- [Extrait du texte]
SEANCE DU 22 JANVIER 2002
M. le président.
La parole est à Mme Gisèle Gautier, auteur de la question n° 1220, adressée à
M. le ministre de l'intérieur.
Mme Gisèle Gautier.
Je voudrais attirer l'attention du Gouvernement sur l'aggravation de la
violence et de l'insécurité dans notre pays, particulièrement en
Loire-Atlantique, département que je représente au sein de cette assemblée.
La ville d'Orvault, qui a au demeurant la réputation d'être sereine, n'échappe
malheureusement pas aux violences urbaines. Depuis un an, on y constate en
effet une progression très importante de ce phénomène dans différents
quartiers. Les faits suivants en sont la preuve : des
hold-up
ont été
perpétrés dans certains magasins, avec parfois des prises d'otages, ce qui est
très grave, des agressions physiques avec menaces de mort ont été commises
contre des agents municipaux chargés de missions de gardiennage ou de
surveillance, des bâtiments publics et des véhicules, ceux-ci au nombre de
cinquante-cinq en 2001, ont été incendiés, ce qui a quelquefois provoqué un
début d'incendie dans des maisons d'habitation.
A cet égard, les récentes séries d'incendies dont les médias se sont largement
fait l'écho ont suscité un climat de psychose et d'insécurité parmi la
population. Les conditions de vie deviennent de plus en plus difficilement
supportables dans certains quartiers, et je veux saluer ici les efforts
considérables de la municipalité, qui a créé un véritable dispositif de
prévention et de traitement de la délinquance, en étroite concertation avec
l'office des centres sociaux et l'ensemble des partenaires concernés.
Toutefois, malgré l'importance du plan mis en place par le maire, il convient
aujourd'hui d'admettre les limites de cette action.
J'ajouterai que la population ne doit plus avoir le sentiment que les
délinquants jouissent d'une véritable impunité. Aussi est-il urgent de tout
mettre en oeuvre pour prévenir le recours à l'autodéfense, qui est
malheureusement en train de se développer.
Outre le cas de la commune d'Orvault, nous constatons dans l'ensemble du
département de la Loire-Atlantique une augmentation très préoccupante du nombre
des actes de violence. Ainsi, dans la nuit du 24 au 25 décembre derniers, la
police a dû intervenir à neuf reprises en quelques heures à Nantes, à
Saint-Herblain, commune à population sensible, et à Rezé, une dizaine de
voitures et une caravane ayant été incendiées.

[Items répertoriés dans un jeu de données]
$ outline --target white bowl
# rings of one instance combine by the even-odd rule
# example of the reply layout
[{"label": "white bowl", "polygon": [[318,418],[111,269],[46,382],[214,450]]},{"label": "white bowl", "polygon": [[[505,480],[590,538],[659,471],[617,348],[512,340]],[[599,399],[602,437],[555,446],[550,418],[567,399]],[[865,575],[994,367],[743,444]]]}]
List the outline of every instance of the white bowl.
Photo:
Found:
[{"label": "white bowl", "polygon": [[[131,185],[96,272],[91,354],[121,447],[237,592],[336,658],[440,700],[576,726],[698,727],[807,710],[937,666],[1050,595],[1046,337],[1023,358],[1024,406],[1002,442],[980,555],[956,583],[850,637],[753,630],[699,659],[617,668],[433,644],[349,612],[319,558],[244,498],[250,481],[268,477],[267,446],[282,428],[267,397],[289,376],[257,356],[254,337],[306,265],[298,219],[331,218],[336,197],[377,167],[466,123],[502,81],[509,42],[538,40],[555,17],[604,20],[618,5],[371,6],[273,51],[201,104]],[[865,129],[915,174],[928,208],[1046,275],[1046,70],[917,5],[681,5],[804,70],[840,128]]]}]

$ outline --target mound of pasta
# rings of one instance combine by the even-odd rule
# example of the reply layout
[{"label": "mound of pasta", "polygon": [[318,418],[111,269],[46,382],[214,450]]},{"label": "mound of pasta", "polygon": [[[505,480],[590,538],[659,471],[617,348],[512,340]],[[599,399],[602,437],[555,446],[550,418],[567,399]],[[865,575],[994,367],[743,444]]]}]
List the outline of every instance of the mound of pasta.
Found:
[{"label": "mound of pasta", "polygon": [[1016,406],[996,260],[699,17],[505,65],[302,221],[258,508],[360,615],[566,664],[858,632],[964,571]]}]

- [Consigne] D'après l'extrait du texte, combien de fois la police a-t-elle dû intervenir dans la nuit du 24 au 25 décembre ? Répondez en une phrase, s'il vous plaît. Les items ne servent à rien ici.

- [Résultat obtenu] La police a dû intervenir à neuf reprises en quelques heures.